--- Provided data ---
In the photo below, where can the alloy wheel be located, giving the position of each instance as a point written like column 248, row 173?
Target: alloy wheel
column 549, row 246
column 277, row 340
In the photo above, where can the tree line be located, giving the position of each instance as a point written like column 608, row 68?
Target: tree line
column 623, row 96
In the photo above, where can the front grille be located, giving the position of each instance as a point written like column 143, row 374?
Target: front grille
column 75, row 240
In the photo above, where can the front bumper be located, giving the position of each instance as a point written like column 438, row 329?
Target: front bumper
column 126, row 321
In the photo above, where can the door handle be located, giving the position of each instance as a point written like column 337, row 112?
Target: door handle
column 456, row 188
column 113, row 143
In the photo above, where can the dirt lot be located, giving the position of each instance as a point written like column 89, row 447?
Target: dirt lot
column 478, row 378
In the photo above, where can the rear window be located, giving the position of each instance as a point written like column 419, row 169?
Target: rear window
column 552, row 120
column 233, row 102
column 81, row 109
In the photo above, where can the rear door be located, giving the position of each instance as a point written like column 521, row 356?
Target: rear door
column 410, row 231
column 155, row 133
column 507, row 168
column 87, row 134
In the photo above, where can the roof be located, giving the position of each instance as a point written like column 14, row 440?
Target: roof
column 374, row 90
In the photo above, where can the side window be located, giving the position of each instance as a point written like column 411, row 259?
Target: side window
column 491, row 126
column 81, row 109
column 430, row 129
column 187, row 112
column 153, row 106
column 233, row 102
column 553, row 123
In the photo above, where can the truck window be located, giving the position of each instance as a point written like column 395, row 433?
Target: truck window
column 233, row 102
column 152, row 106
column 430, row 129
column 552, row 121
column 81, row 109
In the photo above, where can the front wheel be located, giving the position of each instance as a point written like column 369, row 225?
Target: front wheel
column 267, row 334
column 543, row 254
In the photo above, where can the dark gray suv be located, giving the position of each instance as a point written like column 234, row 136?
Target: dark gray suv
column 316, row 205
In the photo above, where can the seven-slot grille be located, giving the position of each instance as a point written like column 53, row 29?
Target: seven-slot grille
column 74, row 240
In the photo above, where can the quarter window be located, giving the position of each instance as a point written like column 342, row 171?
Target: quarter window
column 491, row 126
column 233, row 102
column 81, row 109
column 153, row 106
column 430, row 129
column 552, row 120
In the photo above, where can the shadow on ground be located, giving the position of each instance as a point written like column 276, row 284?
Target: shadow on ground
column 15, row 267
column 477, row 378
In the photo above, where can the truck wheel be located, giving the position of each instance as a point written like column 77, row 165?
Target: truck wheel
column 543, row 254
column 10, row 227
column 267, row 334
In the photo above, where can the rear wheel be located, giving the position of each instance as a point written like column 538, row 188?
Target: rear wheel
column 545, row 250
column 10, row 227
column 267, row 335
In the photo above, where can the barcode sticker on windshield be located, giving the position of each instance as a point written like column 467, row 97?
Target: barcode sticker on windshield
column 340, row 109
---
Work to be completed:
Write out every one of the lines above word for word, changing nothing.

Exercise solution:
In the photo below, where can the alloy wheel be located, giving the position of each instance as a point written like column 248, row 173?
Target: alloy wheel
column 549, row 246
column 277, row 340
In the photo above, where can the tree line be located, giving the position of each instance as a point written like column 608, row 68?
Target: tree line
column 623, row 96
In the photo above, where can the front grille be located, giving the position of each instance as a point written like column 143, row 374?
Target: front grille
column 75, row 240
In the photo above, where can the front bumper be located, giving the position of each instance as a point written like column 438, row 329?
Target: front bumper
column 126, row 321
In the photo above, where can the door handle be located, giving the position of each instance as a point written like column 337, row 112?
Target: door handle
column 456, row 188
column 113, row 143
In the photo above, where can the dirt lot be located, giving the position of each instance as a point written like column 89, row 447?
Target: dirt lot
column 478, row 378
In the photo above, where can the rear window be located, giving the position of each instance as a point written like column 419, row 169?
Target: rear window
column 552, row 120
column 233, row 102
column 81, row 109
In the photo above, where can the rear door be located, giving the position of each instance as a point written like column 521, row 356?
Target: rear door
column 410, row 231
column 155, row 133
column 507, row 168
column 87, row 134
In the photo above, where can the roof be located, giving the position of each instance as a point written like column 14, row 440?
Target: roof
column 374, row 90
In the photo above, where can the side window be located, giving the position of each instance as a point written like column 411, row 259?
Target: side window
column 491, row 126
column 81, row 109
column 430, row 129
column 187, row 112
column 153, row 106
column 233, row 102
column 553, row 123
In the photo above, where can the truck window be located, giving the position of each instance as a point written like column 395, row 433?
Target: truck window
column 233, row 102
column 152, row 106
column 430, row 129
column 552, row 121
column 81, row 109
In the photo above, where can the front wheel be located, giving the position of each instance as a point written like column 369, row 225?
Target: front wheel
column 267, row 334
column 543, row 254
In the photo above, where can the dark gray suv be located, giving the position of each instance as a point written like column 234, row 136?
Target: dark gray suv
column 316, row 205
In the photo above, where can the seven-slot grille be located, giving the position of each instance as a point written like column 53, row 29?
Target: seven-slot grille
column 74, row 240
In the photo above, where can the quarter window be located, giving the position of each instance as a point written like column 342, row 171?
Target: quarter window
column 491, row 126
column 233, row 102
column 81, row 109
column 153, row 106
column 430, row 129
column 552, row 120
In the photo above, where can the shadow on ground be located, giving the position of each instance as a point written like column 276, row 284?
Target: shadow on ground
column 15, row 267
column 477, row 378
In the photo above, where can the truck wheel be located, giving the position of each instance as a point written like column 77, row 165?
Target: truck wheel
column 543, row 254
column 10, row 227
column 267, row 334
In the photo above, where can the rear wheel be located, giving the position of each instance as a point written like column 538, row 188?
Target: rear wheel
column 545, row 250
column 10, row 227
column 267, row 335
In the photo above, where can the barcode sticker on windshield be located, giving the position of each instance as a point written like column 467, row 97?
Target: barcode sticker on windshield
column 340, row 109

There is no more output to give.